Stated exercise: Number the lines from the one containing "Mark every instance of the pink inflatable" through the end of the records, both ends included, as a list with blank lines omitted.

[Records from a dataset]
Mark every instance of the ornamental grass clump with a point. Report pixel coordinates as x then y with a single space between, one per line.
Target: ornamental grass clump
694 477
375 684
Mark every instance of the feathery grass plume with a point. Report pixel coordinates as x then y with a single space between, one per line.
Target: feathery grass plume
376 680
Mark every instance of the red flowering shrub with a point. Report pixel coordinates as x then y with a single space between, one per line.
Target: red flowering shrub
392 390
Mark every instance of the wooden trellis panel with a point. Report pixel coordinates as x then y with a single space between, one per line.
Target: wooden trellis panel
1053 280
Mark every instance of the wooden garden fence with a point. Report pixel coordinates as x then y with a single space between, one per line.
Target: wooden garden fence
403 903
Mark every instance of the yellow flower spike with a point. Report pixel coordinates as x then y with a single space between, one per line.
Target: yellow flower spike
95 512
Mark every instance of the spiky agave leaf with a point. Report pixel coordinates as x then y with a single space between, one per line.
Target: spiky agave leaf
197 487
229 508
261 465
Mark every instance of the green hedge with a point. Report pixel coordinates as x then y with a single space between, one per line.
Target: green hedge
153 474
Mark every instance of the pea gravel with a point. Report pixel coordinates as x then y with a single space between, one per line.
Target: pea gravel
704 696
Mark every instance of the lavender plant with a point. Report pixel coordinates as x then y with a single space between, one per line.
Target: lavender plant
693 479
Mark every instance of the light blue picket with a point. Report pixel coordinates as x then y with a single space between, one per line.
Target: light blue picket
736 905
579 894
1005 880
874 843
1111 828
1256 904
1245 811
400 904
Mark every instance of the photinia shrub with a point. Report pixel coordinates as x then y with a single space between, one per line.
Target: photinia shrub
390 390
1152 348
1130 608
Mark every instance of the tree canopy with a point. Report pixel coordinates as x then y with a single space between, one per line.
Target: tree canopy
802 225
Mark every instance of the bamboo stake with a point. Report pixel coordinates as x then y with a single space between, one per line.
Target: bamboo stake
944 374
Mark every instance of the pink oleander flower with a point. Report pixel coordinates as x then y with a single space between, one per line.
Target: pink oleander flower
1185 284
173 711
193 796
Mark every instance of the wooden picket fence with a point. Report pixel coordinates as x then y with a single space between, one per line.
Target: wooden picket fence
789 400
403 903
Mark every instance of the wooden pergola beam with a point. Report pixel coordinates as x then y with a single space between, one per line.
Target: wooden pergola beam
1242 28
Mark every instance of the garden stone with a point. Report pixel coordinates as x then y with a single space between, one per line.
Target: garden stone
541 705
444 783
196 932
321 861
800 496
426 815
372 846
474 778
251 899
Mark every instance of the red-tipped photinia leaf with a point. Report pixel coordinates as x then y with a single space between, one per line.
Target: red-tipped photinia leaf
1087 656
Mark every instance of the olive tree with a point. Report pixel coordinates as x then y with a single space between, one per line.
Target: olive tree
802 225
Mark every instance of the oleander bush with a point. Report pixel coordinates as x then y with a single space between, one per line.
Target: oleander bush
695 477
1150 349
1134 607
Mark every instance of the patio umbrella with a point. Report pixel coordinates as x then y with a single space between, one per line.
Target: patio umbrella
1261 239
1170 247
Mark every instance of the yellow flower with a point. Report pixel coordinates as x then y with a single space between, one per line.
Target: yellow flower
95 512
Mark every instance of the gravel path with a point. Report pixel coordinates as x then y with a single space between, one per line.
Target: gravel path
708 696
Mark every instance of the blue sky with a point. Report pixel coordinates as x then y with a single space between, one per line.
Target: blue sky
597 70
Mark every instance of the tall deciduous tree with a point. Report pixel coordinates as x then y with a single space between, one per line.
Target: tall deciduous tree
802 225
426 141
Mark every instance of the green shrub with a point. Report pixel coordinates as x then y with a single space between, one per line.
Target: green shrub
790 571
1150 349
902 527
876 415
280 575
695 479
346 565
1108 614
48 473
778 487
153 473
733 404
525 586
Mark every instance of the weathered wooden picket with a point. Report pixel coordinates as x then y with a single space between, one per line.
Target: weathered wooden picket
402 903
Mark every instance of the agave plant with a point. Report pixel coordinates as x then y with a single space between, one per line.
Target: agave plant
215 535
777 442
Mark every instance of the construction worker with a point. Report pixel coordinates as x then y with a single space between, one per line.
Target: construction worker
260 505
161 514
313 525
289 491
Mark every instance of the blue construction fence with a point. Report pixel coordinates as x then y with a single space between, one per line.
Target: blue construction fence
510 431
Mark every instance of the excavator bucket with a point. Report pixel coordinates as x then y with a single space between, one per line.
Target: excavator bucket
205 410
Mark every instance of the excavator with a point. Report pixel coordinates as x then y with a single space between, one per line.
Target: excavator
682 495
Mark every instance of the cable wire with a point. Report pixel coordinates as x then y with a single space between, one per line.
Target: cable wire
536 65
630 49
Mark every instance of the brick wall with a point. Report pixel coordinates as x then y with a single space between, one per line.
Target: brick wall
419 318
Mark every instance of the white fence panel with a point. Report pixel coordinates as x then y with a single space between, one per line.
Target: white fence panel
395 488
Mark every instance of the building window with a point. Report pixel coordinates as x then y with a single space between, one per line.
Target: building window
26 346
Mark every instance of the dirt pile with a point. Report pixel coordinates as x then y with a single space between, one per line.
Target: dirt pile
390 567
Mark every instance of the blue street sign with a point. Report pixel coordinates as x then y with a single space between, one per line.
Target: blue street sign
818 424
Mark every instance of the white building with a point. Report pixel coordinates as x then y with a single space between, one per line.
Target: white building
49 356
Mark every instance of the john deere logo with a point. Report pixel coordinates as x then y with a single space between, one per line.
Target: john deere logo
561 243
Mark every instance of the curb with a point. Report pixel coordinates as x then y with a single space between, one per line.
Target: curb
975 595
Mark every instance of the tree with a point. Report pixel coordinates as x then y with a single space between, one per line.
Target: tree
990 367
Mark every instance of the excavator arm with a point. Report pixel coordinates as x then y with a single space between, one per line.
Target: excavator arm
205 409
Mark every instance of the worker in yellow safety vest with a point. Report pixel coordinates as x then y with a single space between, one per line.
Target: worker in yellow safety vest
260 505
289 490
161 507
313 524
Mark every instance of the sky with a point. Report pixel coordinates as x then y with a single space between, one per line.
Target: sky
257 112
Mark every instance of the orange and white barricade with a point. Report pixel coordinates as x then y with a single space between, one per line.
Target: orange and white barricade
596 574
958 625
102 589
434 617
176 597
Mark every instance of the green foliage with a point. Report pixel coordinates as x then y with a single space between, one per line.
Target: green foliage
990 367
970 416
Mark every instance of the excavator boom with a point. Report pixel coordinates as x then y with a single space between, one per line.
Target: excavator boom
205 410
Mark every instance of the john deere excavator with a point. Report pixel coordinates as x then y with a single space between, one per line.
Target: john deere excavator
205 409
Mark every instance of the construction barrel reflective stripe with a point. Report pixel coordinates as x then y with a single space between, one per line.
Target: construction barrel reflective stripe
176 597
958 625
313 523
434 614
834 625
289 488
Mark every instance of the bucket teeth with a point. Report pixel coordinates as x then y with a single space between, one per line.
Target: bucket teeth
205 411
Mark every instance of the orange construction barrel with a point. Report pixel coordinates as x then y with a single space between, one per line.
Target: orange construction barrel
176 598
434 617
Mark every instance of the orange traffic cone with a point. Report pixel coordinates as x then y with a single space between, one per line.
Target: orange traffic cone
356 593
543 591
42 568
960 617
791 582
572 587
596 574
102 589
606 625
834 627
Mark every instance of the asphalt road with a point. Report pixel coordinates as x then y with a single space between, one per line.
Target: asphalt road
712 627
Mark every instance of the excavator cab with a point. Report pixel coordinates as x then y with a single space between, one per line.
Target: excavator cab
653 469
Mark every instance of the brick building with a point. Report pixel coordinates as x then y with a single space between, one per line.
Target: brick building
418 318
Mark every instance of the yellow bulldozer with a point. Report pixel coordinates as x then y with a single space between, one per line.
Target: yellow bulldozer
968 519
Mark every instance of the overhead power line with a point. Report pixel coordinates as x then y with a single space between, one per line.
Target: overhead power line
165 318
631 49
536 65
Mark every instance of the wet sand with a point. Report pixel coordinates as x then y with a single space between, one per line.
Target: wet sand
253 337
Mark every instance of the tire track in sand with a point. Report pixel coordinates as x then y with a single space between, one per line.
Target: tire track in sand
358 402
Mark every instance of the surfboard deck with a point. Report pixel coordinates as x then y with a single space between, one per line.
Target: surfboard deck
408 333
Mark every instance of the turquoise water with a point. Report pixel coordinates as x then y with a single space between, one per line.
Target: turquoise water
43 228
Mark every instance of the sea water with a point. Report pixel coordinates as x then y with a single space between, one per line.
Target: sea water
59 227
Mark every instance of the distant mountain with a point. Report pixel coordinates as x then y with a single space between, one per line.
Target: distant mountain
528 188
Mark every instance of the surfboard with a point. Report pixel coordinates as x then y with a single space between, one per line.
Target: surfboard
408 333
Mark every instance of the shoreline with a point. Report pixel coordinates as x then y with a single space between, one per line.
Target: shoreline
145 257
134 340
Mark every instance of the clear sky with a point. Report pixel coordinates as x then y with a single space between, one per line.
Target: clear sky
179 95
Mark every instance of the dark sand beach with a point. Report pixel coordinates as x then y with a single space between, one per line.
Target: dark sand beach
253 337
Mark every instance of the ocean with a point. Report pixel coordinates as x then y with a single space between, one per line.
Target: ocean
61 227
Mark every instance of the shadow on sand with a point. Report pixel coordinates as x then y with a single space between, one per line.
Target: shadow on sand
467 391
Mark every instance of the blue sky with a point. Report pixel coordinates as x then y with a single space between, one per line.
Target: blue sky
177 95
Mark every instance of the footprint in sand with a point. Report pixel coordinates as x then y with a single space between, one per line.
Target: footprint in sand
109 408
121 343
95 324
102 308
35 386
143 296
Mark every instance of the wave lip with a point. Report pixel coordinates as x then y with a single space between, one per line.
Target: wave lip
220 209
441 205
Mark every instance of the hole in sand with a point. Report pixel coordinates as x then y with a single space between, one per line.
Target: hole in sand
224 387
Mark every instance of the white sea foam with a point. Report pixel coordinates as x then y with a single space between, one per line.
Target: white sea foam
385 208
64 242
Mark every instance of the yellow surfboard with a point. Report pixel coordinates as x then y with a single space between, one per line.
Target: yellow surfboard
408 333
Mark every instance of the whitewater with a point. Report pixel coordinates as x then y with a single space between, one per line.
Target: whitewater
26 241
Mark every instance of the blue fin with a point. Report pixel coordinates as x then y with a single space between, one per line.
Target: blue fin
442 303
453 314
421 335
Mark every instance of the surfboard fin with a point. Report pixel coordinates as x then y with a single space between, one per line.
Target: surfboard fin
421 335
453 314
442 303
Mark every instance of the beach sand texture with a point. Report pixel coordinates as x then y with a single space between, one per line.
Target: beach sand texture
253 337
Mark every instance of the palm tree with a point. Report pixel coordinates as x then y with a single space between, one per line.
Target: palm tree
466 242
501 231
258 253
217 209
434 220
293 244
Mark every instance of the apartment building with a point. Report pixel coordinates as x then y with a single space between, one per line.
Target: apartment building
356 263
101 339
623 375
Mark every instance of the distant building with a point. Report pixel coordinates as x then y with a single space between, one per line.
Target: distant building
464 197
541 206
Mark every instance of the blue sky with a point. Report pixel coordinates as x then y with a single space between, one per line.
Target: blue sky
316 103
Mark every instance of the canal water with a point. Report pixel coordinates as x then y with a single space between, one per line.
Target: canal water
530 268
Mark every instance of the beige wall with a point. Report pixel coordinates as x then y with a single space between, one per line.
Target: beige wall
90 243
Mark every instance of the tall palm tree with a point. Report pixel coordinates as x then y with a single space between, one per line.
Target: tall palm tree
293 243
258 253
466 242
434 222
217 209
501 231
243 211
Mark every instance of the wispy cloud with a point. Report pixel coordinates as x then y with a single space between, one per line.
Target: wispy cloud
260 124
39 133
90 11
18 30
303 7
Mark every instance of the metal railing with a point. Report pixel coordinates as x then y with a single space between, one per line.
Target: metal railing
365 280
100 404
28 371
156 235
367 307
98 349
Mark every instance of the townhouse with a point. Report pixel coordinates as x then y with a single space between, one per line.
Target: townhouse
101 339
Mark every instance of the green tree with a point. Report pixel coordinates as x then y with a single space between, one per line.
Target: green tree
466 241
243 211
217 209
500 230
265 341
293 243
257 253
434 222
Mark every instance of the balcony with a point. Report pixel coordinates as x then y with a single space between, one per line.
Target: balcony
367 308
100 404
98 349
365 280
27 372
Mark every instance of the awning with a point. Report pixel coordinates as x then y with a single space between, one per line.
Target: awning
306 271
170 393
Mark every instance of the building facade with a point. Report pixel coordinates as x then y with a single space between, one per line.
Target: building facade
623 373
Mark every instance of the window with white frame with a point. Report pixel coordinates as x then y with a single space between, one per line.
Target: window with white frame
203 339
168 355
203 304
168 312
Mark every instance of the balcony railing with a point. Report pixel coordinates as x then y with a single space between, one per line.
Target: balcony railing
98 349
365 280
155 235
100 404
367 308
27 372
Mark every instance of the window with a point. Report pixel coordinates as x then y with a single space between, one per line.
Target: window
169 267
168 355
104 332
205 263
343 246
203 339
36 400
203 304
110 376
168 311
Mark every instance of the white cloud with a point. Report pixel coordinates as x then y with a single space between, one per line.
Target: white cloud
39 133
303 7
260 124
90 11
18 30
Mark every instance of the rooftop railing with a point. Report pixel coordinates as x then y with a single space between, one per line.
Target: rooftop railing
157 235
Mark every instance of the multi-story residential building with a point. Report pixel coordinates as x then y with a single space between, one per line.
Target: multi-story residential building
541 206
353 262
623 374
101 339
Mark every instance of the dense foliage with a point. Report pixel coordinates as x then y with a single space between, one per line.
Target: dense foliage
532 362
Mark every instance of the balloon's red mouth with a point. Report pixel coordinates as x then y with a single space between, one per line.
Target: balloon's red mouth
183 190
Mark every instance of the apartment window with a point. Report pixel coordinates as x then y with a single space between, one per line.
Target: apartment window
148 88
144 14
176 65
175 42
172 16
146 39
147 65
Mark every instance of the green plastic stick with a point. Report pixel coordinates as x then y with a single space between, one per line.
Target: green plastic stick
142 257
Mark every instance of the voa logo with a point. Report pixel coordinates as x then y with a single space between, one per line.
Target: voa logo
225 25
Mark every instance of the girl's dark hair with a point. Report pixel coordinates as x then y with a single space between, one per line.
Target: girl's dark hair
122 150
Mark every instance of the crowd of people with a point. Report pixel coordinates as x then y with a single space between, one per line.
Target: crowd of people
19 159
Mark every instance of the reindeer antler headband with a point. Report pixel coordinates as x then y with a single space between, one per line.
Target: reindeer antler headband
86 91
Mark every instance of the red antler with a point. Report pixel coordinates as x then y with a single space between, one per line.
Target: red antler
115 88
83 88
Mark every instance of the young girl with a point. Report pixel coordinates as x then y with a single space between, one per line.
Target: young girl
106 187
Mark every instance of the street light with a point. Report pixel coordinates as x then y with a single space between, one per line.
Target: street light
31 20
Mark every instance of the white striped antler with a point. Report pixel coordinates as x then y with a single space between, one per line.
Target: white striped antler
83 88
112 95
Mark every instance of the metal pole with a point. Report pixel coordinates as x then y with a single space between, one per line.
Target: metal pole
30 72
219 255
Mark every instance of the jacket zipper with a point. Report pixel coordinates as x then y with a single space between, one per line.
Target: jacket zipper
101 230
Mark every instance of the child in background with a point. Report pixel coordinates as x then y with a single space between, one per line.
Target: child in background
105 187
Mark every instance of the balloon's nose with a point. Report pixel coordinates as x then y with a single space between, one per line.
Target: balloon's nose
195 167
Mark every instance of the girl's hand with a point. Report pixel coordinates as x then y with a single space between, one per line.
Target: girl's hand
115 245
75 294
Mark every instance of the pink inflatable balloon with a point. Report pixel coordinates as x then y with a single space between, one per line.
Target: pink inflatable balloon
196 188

Result for this exercise:
1. Mark every instance of the pink inflatable balloon with a point. Report pixel coordinates as x then y with a single space between, one per line.
2. Target: pink inflatable balloon
3. 196 188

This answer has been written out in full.